**Problem to work on**.
From the listing below, output as a numbered list the lines starting at the one that contains "e.g. [(216, 474)]" and ending at the one that contains "[(460, 193)]", with both included. Leave out any blank lines.

**Entries from a pointing dataset listing**.
::::::
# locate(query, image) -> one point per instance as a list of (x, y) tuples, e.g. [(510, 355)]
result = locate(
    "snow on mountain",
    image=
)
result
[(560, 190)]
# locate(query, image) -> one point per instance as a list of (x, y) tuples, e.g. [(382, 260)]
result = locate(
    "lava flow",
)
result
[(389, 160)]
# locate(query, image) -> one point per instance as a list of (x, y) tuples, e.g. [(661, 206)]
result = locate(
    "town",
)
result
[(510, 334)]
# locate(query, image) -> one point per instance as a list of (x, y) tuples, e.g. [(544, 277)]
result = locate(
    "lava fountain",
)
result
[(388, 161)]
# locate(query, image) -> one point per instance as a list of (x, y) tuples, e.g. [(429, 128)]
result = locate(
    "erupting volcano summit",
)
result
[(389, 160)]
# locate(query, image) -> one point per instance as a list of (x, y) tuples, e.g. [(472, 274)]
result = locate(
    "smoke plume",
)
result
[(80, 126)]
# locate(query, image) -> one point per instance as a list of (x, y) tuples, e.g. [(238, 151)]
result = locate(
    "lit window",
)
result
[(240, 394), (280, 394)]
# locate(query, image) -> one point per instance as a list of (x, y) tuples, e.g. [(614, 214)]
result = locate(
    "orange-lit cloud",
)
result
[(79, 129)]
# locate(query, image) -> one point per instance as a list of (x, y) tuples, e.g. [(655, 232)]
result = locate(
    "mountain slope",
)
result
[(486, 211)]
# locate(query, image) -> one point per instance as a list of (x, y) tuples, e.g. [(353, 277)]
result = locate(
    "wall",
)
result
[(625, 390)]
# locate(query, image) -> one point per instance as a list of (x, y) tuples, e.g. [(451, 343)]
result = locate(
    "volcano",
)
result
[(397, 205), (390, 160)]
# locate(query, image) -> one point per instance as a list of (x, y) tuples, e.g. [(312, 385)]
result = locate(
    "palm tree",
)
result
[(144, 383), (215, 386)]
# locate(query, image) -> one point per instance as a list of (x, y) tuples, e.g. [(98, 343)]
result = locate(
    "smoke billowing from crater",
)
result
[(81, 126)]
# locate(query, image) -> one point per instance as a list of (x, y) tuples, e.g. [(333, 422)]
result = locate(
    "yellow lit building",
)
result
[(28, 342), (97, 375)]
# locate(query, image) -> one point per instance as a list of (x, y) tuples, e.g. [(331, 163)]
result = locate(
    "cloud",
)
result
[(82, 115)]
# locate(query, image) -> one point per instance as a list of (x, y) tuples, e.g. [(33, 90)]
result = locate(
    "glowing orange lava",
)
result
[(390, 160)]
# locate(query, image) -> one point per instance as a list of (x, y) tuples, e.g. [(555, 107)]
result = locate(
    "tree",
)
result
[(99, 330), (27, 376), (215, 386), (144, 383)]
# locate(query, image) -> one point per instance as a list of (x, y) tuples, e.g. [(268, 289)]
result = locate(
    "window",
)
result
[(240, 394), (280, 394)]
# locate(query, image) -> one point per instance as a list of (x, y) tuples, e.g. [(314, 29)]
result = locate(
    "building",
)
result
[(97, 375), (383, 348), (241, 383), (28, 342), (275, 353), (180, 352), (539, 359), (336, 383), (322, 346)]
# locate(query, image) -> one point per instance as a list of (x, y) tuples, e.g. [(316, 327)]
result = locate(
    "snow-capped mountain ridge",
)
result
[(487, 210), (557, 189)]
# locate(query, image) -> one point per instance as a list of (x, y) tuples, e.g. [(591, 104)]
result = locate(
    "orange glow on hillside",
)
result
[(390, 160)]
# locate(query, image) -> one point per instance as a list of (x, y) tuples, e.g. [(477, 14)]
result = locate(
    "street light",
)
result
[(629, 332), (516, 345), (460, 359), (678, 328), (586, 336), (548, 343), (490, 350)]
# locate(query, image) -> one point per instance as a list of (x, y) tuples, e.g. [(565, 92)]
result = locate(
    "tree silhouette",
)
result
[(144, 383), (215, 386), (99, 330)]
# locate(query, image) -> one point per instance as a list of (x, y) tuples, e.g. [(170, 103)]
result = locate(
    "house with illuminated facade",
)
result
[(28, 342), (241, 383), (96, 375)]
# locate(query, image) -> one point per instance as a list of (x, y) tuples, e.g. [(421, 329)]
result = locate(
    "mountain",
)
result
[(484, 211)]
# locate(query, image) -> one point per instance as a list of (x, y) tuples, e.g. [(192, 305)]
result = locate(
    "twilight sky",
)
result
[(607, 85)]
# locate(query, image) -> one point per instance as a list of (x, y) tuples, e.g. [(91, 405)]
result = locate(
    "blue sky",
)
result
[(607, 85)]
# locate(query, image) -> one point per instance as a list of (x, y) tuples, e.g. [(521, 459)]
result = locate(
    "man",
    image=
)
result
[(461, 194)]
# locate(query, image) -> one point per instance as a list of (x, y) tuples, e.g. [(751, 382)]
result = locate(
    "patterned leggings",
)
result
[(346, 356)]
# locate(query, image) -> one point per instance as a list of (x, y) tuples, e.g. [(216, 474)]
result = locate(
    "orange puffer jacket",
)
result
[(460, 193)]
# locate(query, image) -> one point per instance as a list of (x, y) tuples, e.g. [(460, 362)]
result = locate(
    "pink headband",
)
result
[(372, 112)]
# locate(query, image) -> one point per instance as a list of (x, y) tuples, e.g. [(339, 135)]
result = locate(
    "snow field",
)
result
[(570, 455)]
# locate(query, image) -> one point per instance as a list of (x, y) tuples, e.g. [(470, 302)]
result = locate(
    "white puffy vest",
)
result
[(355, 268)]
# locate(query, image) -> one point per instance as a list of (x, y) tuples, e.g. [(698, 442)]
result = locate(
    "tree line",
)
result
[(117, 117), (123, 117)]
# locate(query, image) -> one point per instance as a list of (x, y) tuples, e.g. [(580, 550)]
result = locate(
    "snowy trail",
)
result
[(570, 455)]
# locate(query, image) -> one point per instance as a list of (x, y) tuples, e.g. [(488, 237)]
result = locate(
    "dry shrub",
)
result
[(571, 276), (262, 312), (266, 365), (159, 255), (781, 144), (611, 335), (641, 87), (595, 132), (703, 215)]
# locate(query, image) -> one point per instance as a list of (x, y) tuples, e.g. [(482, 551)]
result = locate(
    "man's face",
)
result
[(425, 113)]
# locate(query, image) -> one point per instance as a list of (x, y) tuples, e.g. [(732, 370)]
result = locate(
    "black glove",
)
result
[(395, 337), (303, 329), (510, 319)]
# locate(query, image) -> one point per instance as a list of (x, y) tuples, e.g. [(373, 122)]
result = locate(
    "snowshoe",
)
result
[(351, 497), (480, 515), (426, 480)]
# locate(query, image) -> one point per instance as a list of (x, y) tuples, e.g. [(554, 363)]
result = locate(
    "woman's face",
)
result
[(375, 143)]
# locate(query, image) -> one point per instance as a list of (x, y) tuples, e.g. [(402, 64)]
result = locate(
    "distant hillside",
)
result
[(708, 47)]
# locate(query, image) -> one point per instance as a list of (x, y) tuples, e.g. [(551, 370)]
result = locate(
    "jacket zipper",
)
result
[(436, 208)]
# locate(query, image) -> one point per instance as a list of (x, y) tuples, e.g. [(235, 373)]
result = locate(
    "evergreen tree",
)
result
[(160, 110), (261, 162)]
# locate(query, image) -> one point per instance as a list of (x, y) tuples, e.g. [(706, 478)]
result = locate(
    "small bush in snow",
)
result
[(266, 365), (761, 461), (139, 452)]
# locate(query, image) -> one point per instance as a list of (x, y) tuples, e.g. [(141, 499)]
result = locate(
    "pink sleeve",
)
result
::::::
**The answer**.
1. # locate(query, image) -> one point per instance as a list of (x, y) tuples, e.g. [(216, 474)]
2. result = locate(
3.     "orange puffer jacket",
4. )
5. result
6. [(460, 193)]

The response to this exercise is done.